Exercise description: From the line containing "locate green painted" down to the last line, set down each line exactly as it is, and nothing more. Leave the pictures out.

— Start of Material provided —

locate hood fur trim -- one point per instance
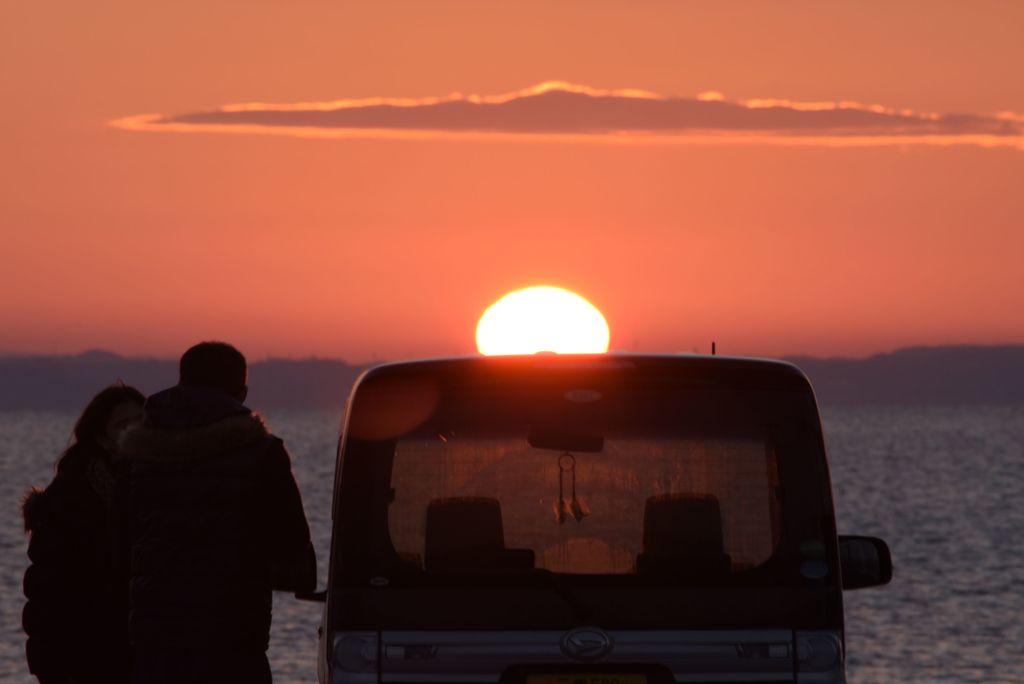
(148, 443)
(30, 508)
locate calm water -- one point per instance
(943, 485)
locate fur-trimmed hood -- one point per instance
(148, 443)
(32, 504)
(187, 423)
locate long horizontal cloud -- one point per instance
(558, 110)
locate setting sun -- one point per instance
(542, 318)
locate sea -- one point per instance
(943, 485)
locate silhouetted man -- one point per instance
(215, 523)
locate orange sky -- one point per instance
(145, 242)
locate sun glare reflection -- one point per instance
(542, 318)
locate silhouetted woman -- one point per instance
(77, 613)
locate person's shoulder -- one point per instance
(148, 443)
(41, 506)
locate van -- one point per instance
(591, 519)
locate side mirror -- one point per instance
(316, 597)
(864, 561)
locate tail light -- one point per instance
(354, 658)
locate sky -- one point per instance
(360, 180)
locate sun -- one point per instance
(542, 318)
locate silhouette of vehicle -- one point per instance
(606, 519)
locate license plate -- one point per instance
(588, 678)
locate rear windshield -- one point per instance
(472, 502)
(583, 476)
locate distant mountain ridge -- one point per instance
(945, 375)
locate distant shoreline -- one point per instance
(943, 375)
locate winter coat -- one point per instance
(215, 522)
(77, 584)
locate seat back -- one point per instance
(466, 535)
(682, 535)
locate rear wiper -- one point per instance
(555, 582)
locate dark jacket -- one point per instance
(77, 585)
(215, 521)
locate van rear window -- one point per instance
(677, 506)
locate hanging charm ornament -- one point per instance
(574, 508)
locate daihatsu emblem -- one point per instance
(587, 643)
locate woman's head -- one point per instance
(104, 418)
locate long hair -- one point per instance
(91, 424)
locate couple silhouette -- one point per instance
(155, 549)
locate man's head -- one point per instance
(216, 366)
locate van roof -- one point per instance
(694, 370)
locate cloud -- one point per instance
(564, 111)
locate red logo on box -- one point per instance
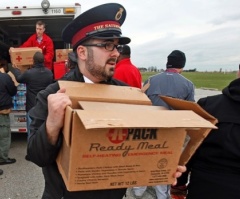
(117, 136)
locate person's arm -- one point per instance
(191, 93)
(47, 121)
(178, 173)
(48, 57)
(12, 89)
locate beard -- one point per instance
(98, 71)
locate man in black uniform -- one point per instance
(95, 35)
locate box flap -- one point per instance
(104, 93)
(141, 118)
(116, 106)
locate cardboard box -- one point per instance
(13, 78)
(62, 54)
(114, 138)
(195, 138)
(23, 56)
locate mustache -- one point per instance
(112, 60)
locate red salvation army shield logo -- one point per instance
(117, 136)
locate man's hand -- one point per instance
(178, 173)
(57, 104)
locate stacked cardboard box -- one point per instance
(114, 138)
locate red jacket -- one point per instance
(46, 45)
(126, 72)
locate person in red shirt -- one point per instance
(43, 41)
(125, 71)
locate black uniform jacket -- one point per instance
(44, 154)
(216, 163)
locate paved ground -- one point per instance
(23, 180)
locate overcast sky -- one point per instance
(207, 31)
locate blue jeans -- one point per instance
(29, 120)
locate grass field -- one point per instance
(211, 80)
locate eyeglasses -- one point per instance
(108, 46)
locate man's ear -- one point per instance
(82, 52)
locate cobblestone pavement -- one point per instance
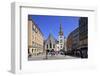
(49, 57)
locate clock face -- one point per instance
(50, 37)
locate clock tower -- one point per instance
(61, 38)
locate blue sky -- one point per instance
(51, 24)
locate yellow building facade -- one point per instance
(35, 38)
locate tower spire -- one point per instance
(60, 32)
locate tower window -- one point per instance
(47, 46)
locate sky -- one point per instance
(51, 24)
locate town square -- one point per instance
(57, 37)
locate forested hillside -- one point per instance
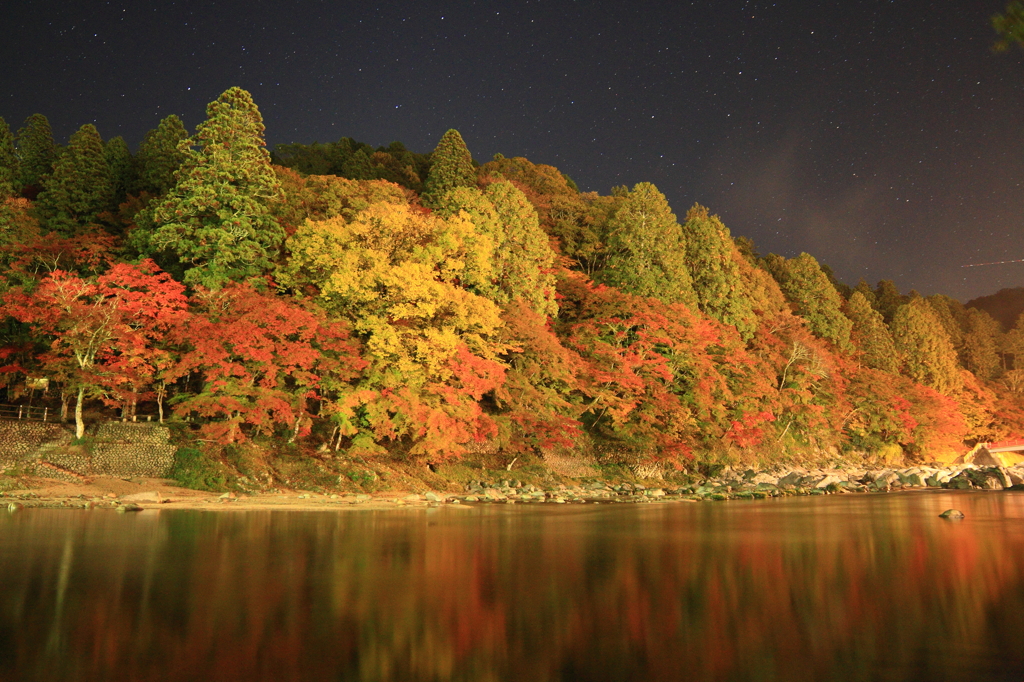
(378, 300)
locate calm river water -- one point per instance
(858, 587)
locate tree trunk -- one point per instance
(79, 423)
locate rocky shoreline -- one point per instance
(728, 484)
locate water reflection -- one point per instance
(839, 588)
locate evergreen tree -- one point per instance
(645, 249)
(870, 335)
(451, 167)
(523, 259)
(926, 352)
(522, 263)
(36, 150)
(815, 299)
(887, 299)
(216, 218)
(122, 166)
(160, 156)
(980, 352)
(716, 276)
(9, 184)
(80, 185)
(481, 212)
(952, 315)
(866, 291)
(357, 166)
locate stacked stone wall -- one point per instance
(127, 449)
(117, 450)
(20, 440)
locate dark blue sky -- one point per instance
(883, 137)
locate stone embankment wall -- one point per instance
(116, 449)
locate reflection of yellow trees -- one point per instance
(799, 589)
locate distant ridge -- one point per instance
(1006, 305)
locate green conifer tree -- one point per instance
(887, 299)
(160, 157)
(815, 299)
(926, 352)
(866, 291)
(870, 335)
(713, 268)
(122, 166)
(451, 167)
(9, 183)
(36, 150)
(523, 259)
(216, 219)
(952, 315)
(80, 185)
(982, 339)
(357, 166)
(646, 249)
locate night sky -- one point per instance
(884, 138)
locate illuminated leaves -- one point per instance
(403, 281)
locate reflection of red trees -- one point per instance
(646, 592)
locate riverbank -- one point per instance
(139, 494)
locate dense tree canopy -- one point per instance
(375, 299)
(646, 250)
(36, 150)
(80, 186)
(216, 220)
(160, 156)
(451, 167)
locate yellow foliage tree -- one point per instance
(403, 280)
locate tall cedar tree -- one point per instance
(451, 167)
(981, 343)
(522, 263)
(217, 220)
(36, 150)
(887, 299)
(523, 259)
(160, 157)
(870, 335)
(646, 251)
(952, 314)
(1010, 26)
(122, 166)
(717, 282)
(816, 300)
(9, 184)
(925, 349)
(80, 185)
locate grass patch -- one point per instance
(194, 469)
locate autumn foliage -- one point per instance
(379, 300)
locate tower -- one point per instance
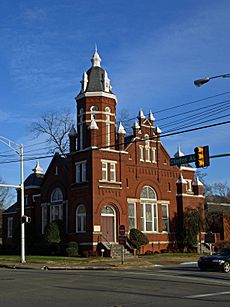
(96, 105)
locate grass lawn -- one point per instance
(164, 258)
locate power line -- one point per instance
(127, 143)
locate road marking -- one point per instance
(207, 294)
(191, 278)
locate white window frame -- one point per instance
(81, 171)
(132, 217)
(107, 125)
(94, 110)
(104, 171)
(112, 172)
(165, 218)
(154, 211)
(188, 185)
(109, 171)
(56, 204)
(44, 218)
(82, 218)
(141, 149)
(10, 227)
(153, 155)
(81, 128)
(56, 192)
(53, 215)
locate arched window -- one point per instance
(94, 110)
(81, 128)
(56, 195)
(107, 111)
(149, 210)
(147, 148)
(56, 207)
(81, 219)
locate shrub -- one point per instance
(138, 238)
(72, 249)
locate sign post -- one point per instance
(122, 239)
(183, 160)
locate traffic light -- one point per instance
(202, 156)
(26, 219)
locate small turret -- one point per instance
(72, 139)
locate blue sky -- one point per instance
(152, 50)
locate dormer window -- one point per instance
(81, 128)
(93, 110)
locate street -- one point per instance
(158, 286)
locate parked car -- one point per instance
(219, 261)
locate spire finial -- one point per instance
(96, 60)
(37, 169)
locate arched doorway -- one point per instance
(108, 224)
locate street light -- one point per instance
(18, 149)
(202, 81)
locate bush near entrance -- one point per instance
(137, 238)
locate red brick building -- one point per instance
(108, 179)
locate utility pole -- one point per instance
(14, 146)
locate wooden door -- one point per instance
(107, 228)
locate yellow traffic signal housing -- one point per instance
(202, 156)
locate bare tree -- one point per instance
(5, 196)
(55, 125)
(218, 192)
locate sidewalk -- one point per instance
(103, 263)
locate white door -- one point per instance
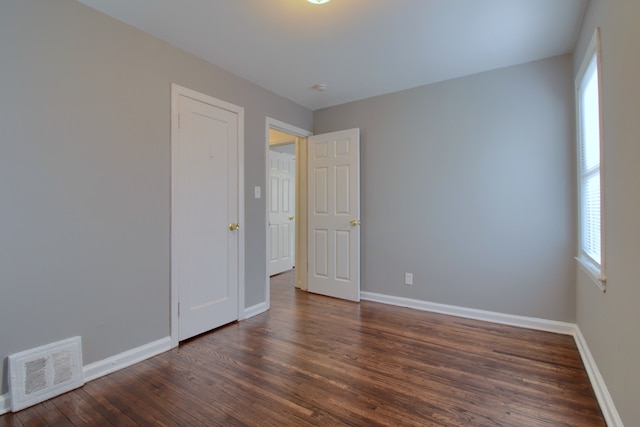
(334, 214)
(281, 211)
(205, 237)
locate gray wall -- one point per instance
(85, 176)
(469, 185)
(609, 321)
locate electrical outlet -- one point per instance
(408, 279)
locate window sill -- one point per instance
(594, 272)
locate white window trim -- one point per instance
(593, 270)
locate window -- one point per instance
(591, 232)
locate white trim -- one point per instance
(254, 310)
(176, 91)
(109, 365)
(471, 313)
(5, 403)
(127, 358)
(600, 389)
(603, 396)
(293, 130)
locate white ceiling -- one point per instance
(359, 48)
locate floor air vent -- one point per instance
(41, 373)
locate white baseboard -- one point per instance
(600, 389)
(111, 364)
(609, 411)
(5, 403)
(124, 359)
(471, 313)
(254, 310)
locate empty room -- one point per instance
(460, 207)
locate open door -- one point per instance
(281, 211)
(334, 214)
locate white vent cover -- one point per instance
(44, 372)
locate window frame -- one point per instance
(594, 270)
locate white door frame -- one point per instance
(301, 214)
(176, 92)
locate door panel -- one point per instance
(281, 211)
(205, 203)
(334, 214)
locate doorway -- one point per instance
(281, 198)
(293, 140)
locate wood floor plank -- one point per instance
(315, 361)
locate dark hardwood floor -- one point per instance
(313, 360)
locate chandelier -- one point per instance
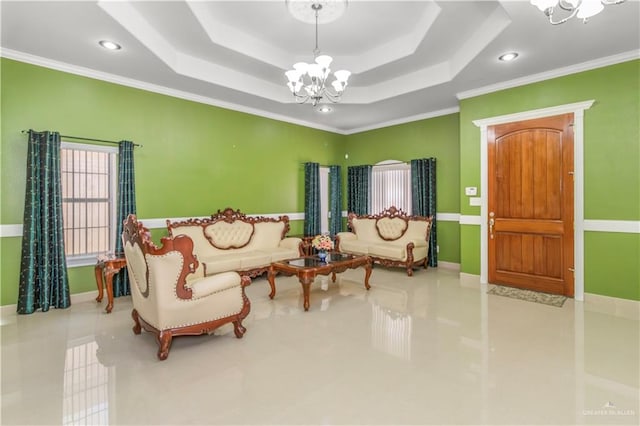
(583, 9)
(307, 82)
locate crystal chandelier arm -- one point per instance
(549, 13)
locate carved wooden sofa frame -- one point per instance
(229, 216)
(394, 214)
(134, 233)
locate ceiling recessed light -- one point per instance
(110, 45)
(506, 57)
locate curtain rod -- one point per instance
(87, 139)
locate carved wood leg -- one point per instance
(108, 275)
(238, 329)
(271, 275)
(306, 281)
(137, 329)
(367, 274)
(98, 273)
(164, 340)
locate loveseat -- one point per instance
(232, 241)
(390, 238)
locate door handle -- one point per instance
(491, 223)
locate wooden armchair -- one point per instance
(168, 299)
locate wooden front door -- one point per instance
(531, 204)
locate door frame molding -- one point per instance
(577, 109)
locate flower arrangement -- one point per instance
(322, 242)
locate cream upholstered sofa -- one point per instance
(390, 238)
(231, 241)
(165, 301)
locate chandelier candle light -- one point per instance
(307, 82)
(583, 9)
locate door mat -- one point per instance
(528, 295)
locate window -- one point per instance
(88, 201)
(324, 200)
(391, 186)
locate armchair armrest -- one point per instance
(292, 243)
(346, 236)
(343, 236)
(418, 243)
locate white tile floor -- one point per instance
(431, 349)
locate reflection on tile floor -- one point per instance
(429, 349)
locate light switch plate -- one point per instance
(475, 201)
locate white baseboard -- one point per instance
(625, 308)
(9, 311)
(449, 265)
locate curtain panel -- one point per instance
(44, 280)
(358, 188)
(312, 224)
(335, 199)
(126, 205)
(423, 199)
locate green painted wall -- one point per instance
(435, 137)
(611, 163)
(196, 158)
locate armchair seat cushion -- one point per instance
(355, 246)
(389, 251)
(214, 284)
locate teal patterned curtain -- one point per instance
(44, 282)
(126, 206)
(358, 184)
(311, 199)
(335, 199)
(423, 199)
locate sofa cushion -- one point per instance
(221, 263)
(267, 235)
(389, 251)
(225, 235)
(355, 246)
(365, 229)
(391, 228)
(254, 259)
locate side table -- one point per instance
(307, 249)
(105, 269)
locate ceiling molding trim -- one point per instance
(131, 20)
(394, 50)
(137, 84)
(405, 120)
(490, 29)
(559, 72)
(407, 83)
(229, 37)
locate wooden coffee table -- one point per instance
(308, 267)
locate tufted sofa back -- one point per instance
(392, 225)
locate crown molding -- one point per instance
(404, 120)
(547, 75)
(137, 84)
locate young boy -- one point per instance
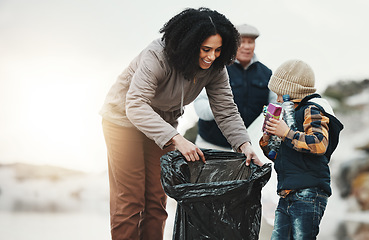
(302, 160)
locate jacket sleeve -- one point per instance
(225, 110)
(139, 97)
(314, 138)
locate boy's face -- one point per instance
(280, 98)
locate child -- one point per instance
(302, 160)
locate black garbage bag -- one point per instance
(220, 199)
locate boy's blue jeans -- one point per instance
(298, 215)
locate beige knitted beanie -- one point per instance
(293, 77)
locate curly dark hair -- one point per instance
(184, 33)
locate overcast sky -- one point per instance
(59, 58)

— End of Material provided —

The result:
locate green painted wall -- one point per instance
(435, 137)
(611, 163)
(196, 158)
locate armchair seat cushion -- one point per instance
(355, 246)
(389, 251)
(214, 284)
locate teal patterned curtain -- one point per instance
(44, 282)
(126, 206)
(358, 184)
(311, 199)
(335, 199)
(423, 199)
locate sofa cushion -- one point per instance
(221, 263)
(267, 235)
(389, 251)
(225, 235)
(355, 246)
(365, 229)
(391, 228)
(254, 259)
locate side table -- one point per instance
(307, 249)
(105, 269)
locate ceiling molding trim -- one point per instance
(131, 20)
(394, 50)
(137, 84)
(405, 120)
(490, 29)
(559, 72)
(407, 83)
(229, 37)
locate wooden coffee table -- one point per instance
(308, 267)
locate tufted sofa back -- one point per instance
(392, 225)
locate crown molding -- one point per instance
(404, 120)
(547, 75)
(137, 84)
locate young boy -- one point per instance
(302, 160)
locate jacket sleeve -- one point per instance
(225, 110)
(139, 97)
(314, 138)
locate boy's face -- one point per instance
(280, 98)
locate child -- one point per instance
(302, 160)
locate black garbage bag -- one point per instance
(220, 199)
locate boy's blue jeans -- one point per instance
(298, 215)
locate beige knitted beanie -- one point per instance
(293, 77)
locate curly dark hair -- one point per instance
(184, 33)
locate overcast sky -- one point per instance
(59, 58)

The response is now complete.